Tasks >>
a – In the passage on Van Til's essay, which three areas of antithesis does Van Til focus on?
b – Translate this sentence from the passage on Van Til's essay into Spanish: "Therefore, in the Christian scheme, man is a responsible moral agent to God, and all creation is unified and orderly because the God who made it is unified and orderly."
c – Summarize the passage on Van Til's essay in two sentences.

Text block >>
——————————

Van Til: Section One
Van Til’s essay in section one stresses the antithesis
that is necessarily involved in education. This antithesis is one between
Christian education and non-Christian education, or more basically, the
antithesis between the presuppositions of the believer versus those of the
unbeliever. Van Til focuses on three areas of antithesis: the field of
educational philosophy; the field of the curriculum (what is to be taught); and
the child being instructed.[1] Godless
education has an eternal universe and finite god, and Christian education has a
finite universe but eternal God. Therefore, in the Christian scheme, man is a
responsible moral agent to God, and all creation is unified and orderly because
the God who made it is unified and orderly. This is not the belief in
unbelieving education. Christian education wants to lead the student to God;
godless education has nothing back of the universe to appeal to and is left
with only pragmatic motivations for inquiring. Christians believe that God has
revealed Himself to man, not just in Scripture, but in all creation, and
therefore a pursuit and study of anything is ultimately a pursuit and study of
God. Non-Christian education can make no such claim, and therefore often fails
to see any interconnectivity between one field of study and another.

——————————

Provided information >>
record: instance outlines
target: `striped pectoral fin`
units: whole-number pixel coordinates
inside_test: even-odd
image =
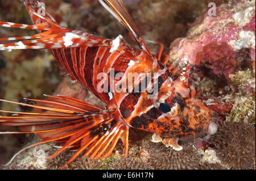
[[[32,36],[0,38],[0,50],[55,49],[81,47],[110,47],[112,40],[94,35],[72,31],[60,27],[51,27],[48,22],[34,25],[0,22],[0,27],[43,30]]]
[[[18,126],[21,131],[0,133],[35,133],[43,140],[33,146],[59,141],[62,146],[48,158],[56,157],[67,148],[77,148],[76,153],[66,164],[83,151],[91,158],[108,157],[119,138],[123,142],[125,156],[127,155],[129,127],[124,122],[114,119],[113,112],[99,111],[92,105],[65,96],[48,96],[46,100],[32,100],[38,102],[35,105],[18,103],[35,108],[31,113],[0,111],[15,113],[16,116],[0,117],[0,122],[3,125]],[[89,110],[94,111],[88,112]]]

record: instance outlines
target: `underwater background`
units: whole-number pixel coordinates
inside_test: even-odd
[[[114,39],[122,35],[136,46],[125,27],[95,0],[41,1],[63,27]],[[144,39],[164,45],[170,62],[182,68],[189,60],[191,78],[204,102],[219,114],[217,133],[208,140],[180,142],[177,151],[153,143],[151,133],[131,128],[128,157],[119,141],[113,154],[101,160],[79,157],[69,169],[255,169],[255,1],[125,0]],[[216,6],[216,14],[209,10]],[[31,24],[19,1],[0,0],[0,20]],[[0,28],[0,37],[33,35],[35,31]],[[152,52],[157,46],[148,44]],[[43,94],[71,96],[100,107],[105,105],[60,68],[48,50],[0,51],[0,99],[25,102]],[[0,103],[0,109],[29,111]],[[18,131],[1,126],[0,132]],[[36,136],[0,134],[0,165]],[[39,161],[57,148],[48,143],[29,149],[2,169],[57,169],[73,154],[66,150],[53,159]]]

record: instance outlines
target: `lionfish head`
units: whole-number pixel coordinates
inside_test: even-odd
[[[188,76],[179,75],[168,77],[159,89],[155,106],[162,115],[155,120],[156,133],[184,141],[214,134],[218,115],[197,98]]]

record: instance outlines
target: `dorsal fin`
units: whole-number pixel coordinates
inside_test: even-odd
[[[130,16],[122,0],[98,0],[100,3],[131,33],[141,49],[151,56],[151,53]]]

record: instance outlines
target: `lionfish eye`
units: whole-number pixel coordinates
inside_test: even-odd
[[[168,104],[166,103],[160,103],[159,109],[163,113],[167,113],[171,111],[171,108]]]

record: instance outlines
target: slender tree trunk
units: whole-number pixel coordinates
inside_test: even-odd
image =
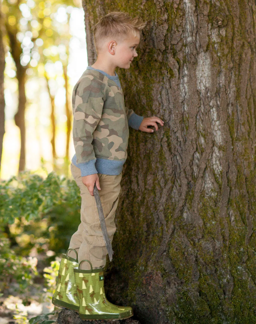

——————————

Exercise responses >>
a – Educational philosophy, the curriculum (what is to be taught), and the child being instructed.

b – Por lo tanto, en el esquema cristiano, el hombre es un agente moral responsable ante Dios, y toda la creación está unificada y es ordenada porque el Dios que la hizo está unificado y es ordenado.

c – Van Til's essay stresses an antithesis between Christian and non-Christian education, rooted in the opposing presuppositions of believer and unbeliever, and examines it in educational philosophy, the curriculum, and the child being instructed. Christian education holds that God is eternal, that creation is unified and orderly, and that God reveals Himself in all creation, while godless education has only pragmatic motivations for inquiring and often fails to see connections between fields of study.